● Task details: Reproduce only this part of the listing: the line with "Please indicate the woman's shoulder", plus every line after it through the last.

>>>

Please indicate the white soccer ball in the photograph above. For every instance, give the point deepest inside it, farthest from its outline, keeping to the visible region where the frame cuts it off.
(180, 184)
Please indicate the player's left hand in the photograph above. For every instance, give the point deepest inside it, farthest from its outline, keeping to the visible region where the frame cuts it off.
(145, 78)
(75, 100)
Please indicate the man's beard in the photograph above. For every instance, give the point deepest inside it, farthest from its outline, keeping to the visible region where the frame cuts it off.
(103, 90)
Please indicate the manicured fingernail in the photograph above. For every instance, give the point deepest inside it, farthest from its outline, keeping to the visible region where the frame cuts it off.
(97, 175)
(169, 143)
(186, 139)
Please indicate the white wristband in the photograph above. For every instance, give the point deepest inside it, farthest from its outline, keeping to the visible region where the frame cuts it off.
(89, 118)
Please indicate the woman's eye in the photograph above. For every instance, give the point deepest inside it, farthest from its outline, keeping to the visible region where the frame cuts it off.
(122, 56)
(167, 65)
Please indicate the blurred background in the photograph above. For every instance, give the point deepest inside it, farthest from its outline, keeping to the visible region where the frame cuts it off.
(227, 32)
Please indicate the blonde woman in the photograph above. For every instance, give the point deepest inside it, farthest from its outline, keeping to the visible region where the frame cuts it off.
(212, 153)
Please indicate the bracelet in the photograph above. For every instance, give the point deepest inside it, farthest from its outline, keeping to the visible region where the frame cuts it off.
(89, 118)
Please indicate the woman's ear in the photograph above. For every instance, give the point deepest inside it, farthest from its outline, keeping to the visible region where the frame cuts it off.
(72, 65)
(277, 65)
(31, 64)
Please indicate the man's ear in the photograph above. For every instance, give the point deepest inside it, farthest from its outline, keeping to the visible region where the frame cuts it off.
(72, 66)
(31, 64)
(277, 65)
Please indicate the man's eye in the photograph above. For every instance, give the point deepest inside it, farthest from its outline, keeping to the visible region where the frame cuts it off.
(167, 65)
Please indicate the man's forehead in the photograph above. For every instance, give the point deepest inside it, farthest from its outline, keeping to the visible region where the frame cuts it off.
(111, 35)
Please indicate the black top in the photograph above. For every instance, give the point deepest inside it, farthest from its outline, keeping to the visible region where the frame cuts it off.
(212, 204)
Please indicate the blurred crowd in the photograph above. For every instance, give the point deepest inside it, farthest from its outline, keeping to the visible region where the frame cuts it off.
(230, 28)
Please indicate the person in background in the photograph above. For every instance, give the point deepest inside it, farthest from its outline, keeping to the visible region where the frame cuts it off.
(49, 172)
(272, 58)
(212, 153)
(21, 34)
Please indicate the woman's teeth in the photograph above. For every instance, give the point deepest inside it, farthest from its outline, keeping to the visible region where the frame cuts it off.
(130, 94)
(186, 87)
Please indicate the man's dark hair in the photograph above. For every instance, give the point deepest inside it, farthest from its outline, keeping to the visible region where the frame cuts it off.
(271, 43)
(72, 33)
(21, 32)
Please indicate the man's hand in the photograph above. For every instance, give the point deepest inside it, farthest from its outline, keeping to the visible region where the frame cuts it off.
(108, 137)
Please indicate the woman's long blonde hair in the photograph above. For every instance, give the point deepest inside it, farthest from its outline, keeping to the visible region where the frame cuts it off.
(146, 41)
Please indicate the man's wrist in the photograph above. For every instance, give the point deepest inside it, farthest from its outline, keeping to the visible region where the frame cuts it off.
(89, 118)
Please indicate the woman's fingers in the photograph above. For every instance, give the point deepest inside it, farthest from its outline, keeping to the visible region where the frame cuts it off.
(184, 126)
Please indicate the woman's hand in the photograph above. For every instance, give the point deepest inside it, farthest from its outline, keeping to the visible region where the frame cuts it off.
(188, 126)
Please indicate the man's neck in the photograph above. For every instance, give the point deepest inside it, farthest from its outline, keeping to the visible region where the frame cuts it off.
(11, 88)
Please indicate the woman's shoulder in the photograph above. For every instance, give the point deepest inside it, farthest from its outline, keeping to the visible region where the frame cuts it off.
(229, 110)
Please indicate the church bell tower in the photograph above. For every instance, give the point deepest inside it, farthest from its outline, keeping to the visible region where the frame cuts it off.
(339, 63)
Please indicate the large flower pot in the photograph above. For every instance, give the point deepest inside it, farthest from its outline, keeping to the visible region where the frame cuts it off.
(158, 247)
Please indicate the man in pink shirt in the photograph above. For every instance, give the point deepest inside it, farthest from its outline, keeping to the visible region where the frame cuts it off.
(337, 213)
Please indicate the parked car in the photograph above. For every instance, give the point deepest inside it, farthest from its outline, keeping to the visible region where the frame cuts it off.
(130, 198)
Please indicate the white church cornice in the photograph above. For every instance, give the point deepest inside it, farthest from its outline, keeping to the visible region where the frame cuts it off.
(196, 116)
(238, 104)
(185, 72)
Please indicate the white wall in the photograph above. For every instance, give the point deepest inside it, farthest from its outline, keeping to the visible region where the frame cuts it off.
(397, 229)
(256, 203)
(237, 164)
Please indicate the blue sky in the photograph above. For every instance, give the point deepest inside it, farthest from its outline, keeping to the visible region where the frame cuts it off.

<<<

● Correct response:
Please indicate the woman's shoulder in the photograph above. For every instance, give the point deepest inside it, farthest from its outline, keeping to the visible region where the frame cuts it off.
(229, 110)
Please indicate the church bell tower in the photograph above. For every instance, give the point deepest inside it, farthest from its outline, keeping to the visible region where the frame cuts it off.
(339, 63)
Please indicate the large flower pot in the photograph above. For every instance, give the point deepest inside it, farthest from its outline, keeping to the visible region where the frame cuts it off.
(158, 247)
Please indicate the man in pink shirt in the photograph above. For every instance, give the point deepest inside it, farthest from its outline, keeping to the visible region where the frame cuts it off.
(337, 213)
Please indicate the parked car in the photograph above. For every instance, give the point deepest inside it, farthest from its outline, keeping to the visible region where the frame cuts it off.
(130, 198)
Please indicate the white church cornice in the photograph above. For every instance, give the point deepest inside it, farthest from its outline, keeping to the visible region where the frame cuts it off.
(196, 116)
(238, 104)
(185, 72)
Please indicate the white wall in the photograph above. For every instance, give the point deepest inside it, farthest from its outline, keeping to the visible region where the frame cuts it off.
(397, 229)
(256, 203)
(237, 164)
Please indicate the blue sky in the photograph above. For every instance, give the point deepest inside it, farthest from its outline, keeping to the visible region where the frame cuts it off.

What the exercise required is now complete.